Das Selbstbild der als deutsch definierten Gemeinschaft als erfolgreiche »Aufarbeitungsgemeinschaft« trägt teils ähnlich paradoxe Züge wie der Verweis auf die Gefahr, deren Erfolge könnten von als Migrant_innen definierten Menschen untergraben werden. So werden nicht nur die Unterschiede zwischen DDR- und BRD-Sozialisation vernachlässigt, sondern auch die vielen unterschiedlichen familiären Hintergründe in Deutschland. Stellenweise hätte die Sichtbarmachung des Othering bei Fava durchaus humoristisches Potenzial, wäre ihr Gegenstand nicht so ernst. Etwa, wenn das Begegnungsprojekt Mipgash berichtet, ein »großer breitschultriger Jugendlicher« habe sich nach einem Gespräch mit einem »körperlich nicht beschriebenen Holocaustüberlebenden« für dessen Kommen bedankt, nachdem er sich zuvor »abfällig«, aber auch »mit Neugier« geäußert habe. »Die Ängste«, so Fava, »der körperlich ebenfalls unmarkierten Pädagog_innen vor »physischen oder psychischen Übergriffen« sind angesichts der Betonung der maskulinen Erscheinung auch als Sorge vor pädagogischem Status- und Kompetenzverlust erkennbar.

- Auszug der Einträge
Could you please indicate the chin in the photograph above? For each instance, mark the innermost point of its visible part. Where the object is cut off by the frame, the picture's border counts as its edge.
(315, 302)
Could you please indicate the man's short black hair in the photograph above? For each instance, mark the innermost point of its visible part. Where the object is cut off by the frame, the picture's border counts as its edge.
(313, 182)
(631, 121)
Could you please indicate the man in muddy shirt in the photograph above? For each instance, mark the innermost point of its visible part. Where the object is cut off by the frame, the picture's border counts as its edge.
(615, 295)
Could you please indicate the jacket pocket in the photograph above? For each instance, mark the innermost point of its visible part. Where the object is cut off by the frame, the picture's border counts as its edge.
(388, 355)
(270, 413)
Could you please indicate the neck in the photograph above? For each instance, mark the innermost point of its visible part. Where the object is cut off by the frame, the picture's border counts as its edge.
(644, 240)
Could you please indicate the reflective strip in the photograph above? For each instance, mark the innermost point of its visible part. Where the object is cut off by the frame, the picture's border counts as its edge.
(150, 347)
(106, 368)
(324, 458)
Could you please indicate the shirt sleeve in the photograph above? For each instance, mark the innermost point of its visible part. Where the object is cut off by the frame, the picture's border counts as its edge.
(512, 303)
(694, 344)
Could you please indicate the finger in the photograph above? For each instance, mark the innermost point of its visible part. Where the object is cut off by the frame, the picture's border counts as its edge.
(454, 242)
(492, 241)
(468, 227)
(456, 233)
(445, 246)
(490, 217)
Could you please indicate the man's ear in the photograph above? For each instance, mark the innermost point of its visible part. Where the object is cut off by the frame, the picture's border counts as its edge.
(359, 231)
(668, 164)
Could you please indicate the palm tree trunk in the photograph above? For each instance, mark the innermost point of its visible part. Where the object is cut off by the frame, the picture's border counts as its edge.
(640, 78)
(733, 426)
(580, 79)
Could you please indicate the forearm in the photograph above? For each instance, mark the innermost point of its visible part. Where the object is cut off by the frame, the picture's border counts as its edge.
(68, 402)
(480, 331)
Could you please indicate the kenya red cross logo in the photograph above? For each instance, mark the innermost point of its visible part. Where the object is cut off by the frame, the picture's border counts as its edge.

- Aufgabe
Wofür bedankte sich laut dem Textausschnitt der »große breitschultrige Jugendliche« nach dem Gespräch?

- Deine Lösung
Er bedankte sich beim Holocaustüberlebenden für dessen Kommen.